• DATASET ENTRIES:

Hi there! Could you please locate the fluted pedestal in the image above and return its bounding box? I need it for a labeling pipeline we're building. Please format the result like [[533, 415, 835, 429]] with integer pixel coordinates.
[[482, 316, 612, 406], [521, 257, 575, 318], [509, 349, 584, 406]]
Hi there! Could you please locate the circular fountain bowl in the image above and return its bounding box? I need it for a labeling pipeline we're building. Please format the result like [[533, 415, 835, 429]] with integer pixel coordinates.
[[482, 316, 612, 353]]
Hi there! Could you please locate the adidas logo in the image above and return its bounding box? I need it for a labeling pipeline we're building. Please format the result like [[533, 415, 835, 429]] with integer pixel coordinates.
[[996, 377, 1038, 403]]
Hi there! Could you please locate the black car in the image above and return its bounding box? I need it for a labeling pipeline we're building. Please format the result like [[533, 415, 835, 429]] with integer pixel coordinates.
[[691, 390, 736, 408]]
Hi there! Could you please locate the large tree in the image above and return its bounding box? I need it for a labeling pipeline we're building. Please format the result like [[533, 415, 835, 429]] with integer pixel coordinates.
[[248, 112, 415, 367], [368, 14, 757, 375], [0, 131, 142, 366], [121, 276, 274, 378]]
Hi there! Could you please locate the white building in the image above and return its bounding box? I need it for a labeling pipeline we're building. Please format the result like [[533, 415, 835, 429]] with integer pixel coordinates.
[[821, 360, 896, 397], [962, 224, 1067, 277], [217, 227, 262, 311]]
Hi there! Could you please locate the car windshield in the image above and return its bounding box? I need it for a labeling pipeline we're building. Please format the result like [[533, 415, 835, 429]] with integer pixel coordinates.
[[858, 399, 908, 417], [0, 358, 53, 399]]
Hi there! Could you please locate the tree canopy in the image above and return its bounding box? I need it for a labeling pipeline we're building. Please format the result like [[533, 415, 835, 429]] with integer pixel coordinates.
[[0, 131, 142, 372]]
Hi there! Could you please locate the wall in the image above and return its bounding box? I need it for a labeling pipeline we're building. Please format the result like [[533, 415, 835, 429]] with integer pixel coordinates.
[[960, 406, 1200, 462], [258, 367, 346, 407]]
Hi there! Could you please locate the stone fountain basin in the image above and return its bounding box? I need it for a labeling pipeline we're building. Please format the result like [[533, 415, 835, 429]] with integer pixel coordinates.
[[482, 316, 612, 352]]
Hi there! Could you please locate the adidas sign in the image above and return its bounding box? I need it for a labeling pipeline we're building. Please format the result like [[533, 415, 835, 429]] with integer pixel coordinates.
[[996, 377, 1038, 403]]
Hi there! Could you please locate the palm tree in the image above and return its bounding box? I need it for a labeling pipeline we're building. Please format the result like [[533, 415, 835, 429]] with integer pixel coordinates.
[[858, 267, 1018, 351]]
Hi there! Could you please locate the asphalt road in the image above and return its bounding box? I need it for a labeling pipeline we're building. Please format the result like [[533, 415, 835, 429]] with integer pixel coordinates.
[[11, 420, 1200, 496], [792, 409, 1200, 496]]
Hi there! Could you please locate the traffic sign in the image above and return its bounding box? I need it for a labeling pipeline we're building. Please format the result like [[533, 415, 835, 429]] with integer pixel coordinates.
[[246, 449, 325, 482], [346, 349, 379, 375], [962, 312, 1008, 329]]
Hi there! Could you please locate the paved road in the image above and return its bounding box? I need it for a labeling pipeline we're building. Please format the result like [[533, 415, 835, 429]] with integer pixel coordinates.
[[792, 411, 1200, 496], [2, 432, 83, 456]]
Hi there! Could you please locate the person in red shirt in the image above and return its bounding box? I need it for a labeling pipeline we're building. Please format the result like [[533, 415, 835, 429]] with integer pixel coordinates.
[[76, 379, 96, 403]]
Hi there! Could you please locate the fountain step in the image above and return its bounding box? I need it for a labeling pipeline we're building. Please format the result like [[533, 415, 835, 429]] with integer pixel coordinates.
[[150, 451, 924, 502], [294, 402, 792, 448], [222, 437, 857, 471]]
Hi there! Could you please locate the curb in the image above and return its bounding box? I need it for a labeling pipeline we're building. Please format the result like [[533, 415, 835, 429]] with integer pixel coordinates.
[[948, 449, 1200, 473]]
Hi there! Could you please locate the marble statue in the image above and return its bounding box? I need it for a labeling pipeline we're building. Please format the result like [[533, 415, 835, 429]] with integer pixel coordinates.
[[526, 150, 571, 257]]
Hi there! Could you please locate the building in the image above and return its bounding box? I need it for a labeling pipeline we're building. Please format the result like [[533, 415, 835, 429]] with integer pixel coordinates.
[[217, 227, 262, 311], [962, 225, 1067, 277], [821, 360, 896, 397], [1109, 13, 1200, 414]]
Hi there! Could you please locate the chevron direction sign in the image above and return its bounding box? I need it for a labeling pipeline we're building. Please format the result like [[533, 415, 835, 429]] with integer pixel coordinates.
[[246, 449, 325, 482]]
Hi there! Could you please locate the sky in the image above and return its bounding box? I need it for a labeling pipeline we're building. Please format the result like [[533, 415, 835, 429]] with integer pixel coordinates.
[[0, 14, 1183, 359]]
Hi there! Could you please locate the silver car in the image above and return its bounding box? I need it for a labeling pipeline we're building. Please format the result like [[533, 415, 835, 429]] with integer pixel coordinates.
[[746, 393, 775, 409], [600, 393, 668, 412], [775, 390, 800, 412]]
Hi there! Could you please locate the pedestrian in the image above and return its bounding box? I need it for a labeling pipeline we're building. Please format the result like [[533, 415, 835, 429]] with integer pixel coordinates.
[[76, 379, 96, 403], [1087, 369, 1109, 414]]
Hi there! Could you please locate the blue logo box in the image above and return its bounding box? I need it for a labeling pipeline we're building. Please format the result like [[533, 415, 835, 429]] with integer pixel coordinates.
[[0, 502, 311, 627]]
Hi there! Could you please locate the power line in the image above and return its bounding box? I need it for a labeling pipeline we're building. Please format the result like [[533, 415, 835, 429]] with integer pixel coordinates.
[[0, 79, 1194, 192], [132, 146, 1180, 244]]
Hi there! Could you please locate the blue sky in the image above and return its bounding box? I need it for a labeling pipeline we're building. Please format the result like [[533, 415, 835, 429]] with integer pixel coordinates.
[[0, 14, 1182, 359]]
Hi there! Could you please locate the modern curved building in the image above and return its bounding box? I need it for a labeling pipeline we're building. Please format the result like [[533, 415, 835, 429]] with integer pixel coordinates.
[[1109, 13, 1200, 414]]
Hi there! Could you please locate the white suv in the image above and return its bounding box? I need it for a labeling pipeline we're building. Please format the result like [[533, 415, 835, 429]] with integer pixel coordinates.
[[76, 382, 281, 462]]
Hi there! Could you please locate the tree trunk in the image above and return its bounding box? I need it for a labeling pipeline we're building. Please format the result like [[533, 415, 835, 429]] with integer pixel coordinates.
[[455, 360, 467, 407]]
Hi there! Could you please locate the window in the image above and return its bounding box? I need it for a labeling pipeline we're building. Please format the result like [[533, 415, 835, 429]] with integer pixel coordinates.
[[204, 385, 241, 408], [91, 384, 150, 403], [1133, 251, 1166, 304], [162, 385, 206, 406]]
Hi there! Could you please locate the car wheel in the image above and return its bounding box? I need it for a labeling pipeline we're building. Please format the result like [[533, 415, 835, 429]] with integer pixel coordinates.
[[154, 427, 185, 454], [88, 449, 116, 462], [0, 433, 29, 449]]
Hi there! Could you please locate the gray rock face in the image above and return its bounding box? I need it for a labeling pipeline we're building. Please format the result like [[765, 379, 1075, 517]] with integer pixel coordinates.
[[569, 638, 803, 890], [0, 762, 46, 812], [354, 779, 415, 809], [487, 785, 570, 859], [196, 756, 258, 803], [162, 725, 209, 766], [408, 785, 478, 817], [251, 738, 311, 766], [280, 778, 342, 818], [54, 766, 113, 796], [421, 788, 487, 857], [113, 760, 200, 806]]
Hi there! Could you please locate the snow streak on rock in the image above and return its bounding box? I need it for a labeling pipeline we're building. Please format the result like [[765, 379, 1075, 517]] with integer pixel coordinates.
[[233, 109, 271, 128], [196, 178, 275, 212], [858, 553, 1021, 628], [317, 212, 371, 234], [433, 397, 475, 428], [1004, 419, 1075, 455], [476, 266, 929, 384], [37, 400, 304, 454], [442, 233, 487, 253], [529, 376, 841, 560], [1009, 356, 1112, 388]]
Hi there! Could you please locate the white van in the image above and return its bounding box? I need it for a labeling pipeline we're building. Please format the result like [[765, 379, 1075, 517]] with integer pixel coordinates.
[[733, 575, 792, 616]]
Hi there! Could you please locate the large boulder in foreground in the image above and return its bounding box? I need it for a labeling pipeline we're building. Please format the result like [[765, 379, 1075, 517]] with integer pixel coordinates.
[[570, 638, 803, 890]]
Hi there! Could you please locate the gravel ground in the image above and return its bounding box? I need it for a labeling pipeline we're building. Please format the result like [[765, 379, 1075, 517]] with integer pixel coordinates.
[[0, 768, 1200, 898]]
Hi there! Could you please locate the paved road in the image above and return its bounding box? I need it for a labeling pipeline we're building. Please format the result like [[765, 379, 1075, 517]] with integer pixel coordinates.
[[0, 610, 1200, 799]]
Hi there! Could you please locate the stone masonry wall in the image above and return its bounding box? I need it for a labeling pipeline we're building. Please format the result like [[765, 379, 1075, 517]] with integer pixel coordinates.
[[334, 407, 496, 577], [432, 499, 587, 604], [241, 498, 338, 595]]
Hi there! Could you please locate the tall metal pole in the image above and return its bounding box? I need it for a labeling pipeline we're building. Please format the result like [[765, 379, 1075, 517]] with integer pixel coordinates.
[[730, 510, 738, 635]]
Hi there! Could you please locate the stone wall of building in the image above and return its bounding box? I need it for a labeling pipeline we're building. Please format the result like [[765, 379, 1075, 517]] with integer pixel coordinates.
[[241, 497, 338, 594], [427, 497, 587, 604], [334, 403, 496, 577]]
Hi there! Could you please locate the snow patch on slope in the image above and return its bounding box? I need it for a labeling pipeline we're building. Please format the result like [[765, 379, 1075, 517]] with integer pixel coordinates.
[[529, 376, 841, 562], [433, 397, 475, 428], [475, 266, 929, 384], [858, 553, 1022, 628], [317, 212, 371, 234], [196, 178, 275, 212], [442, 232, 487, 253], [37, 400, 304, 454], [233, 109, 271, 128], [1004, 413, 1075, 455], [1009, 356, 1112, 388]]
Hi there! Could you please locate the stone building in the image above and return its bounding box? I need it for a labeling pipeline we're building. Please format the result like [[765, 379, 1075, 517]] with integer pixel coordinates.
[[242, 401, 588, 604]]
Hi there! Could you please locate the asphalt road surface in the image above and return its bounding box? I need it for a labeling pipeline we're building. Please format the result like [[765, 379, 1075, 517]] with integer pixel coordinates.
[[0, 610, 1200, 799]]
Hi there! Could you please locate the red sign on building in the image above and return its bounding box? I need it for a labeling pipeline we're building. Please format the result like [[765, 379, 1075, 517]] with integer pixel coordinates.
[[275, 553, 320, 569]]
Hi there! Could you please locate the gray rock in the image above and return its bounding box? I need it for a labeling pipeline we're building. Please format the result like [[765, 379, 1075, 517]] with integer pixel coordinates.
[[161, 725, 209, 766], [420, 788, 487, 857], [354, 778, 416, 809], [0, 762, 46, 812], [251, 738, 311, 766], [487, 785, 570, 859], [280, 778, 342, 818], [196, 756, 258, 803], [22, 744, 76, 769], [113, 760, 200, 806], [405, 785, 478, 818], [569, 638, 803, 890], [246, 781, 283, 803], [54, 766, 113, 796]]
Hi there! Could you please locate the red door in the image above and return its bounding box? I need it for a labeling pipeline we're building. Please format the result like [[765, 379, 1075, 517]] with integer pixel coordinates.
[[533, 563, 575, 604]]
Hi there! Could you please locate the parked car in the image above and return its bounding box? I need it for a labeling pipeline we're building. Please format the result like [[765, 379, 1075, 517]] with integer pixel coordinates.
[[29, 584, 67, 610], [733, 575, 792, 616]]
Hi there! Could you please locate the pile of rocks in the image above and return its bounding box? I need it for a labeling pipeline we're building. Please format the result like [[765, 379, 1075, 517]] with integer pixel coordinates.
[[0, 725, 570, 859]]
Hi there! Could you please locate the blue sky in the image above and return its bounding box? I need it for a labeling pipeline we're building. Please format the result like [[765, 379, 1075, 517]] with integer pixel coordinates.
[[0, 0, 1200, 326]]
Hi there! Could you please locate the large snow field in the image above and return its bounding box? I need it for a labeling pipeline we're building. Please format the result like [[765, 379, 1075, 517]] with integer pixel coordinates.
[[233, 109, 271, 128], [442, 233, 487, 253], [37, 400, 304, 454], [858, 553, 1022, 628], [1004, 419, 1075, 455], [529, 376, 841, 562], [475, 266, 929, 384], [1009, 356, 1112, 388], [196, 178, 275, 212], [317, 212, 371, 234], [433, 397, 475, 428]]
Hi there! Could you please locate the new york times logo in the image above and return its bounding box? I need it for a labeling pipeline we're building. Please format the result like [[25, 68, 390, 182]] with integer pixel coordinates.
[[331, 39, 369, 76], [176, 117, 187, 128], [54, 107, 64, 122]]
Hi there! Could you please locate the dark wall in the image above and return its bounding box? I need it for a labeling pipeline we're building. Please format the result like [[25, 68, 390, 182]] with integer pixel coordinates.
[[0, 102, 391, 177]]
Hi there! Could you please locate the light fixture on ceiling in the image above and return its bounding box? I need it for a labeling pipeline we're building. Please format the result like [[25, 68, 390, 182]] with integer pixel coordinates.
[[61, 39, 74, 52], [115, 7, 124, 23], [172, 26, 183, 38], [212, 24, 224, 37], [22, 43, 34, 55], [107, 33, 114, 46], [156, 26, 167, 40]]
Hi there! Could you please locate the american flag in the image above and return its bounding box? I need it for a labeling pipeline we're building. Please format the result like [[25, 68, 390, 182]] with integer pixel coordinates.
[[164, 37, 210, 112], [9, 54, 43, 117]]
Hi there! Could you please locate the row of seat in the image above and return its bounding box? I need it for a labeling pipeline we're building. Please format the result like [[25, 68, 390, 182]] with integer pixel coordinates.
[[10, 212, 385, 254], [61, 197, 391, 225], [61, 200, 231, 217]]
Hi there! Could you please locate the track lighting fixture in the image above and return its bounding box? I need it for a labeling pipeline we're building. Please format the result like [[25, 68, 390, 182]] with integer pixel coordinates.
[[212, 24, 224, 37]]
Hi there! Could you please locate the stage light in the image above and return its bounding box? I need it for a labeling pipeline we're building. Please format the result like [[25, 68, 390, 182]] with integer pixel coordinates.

• TASK REQUIREMENTS: Rewrite the rows starting at the first one and ending at the one containing "227, 262, 311]]", swapping every "labeling pipeline" for "annotation pipeline" and leaving everything else unchanged.

• COMPLETE RESPONSE:
Hi there! Could you please locate the fluted pedestal in the image above and return its bounding box? I need it for a annotation pipeline we're building. Please format the result like [[533, 415, 835, 429]] with integer pixel coordinates.
[[482, 316, 612, 406], [521, 257, 575, 318], [509, 349, 584, 406]]
Hi there! Could you please locate the circular fountain bowl in the image above and return its bounding box? I need it for a annotation pipeline we're building. Please format the result like [[533, 415, 835, 429]] with integer pixel coordinates.
[[482, 316, 612, 353]]
Hi there! Could you please locate the adidas logo in the image above and return its bounding box? I need it for a annotation pipeline we're building. Please format the result like [[533, 415, 835, 429]] with integer pixel coordinates.
[[996, 377, 1038, 403]]
Hi there! Could you please locate the black car in the image above and return its bounding box? I need it for a annotation pipeline we're building. Please format the result like [[533, 415, 835, 429]] with integer pixel coordinates.
[[691, 390, 736, 408]]
Hi there! Could you please locate the large tree in the image above and return its bounding box? I need it for a annotation pipeline we're building. Please format the result like [[533, 415, 835, 429]] with integer pixel coordinates.
[[248, 112, 415, 367], [368, 14, 757, 375], [0, 131, 142, 366], [121, 276, 274, 378]]
Hi there! Could you please locate the white building in the image above and return its bounding box? I need it for a annotation pipeline we're building. Please format the result like [[533, 415, 835, 429]] with integer pixel coordinates.
[[821, 360, 896, 397], [962, 224, 1067, 277], [217, 227, 262, 311]]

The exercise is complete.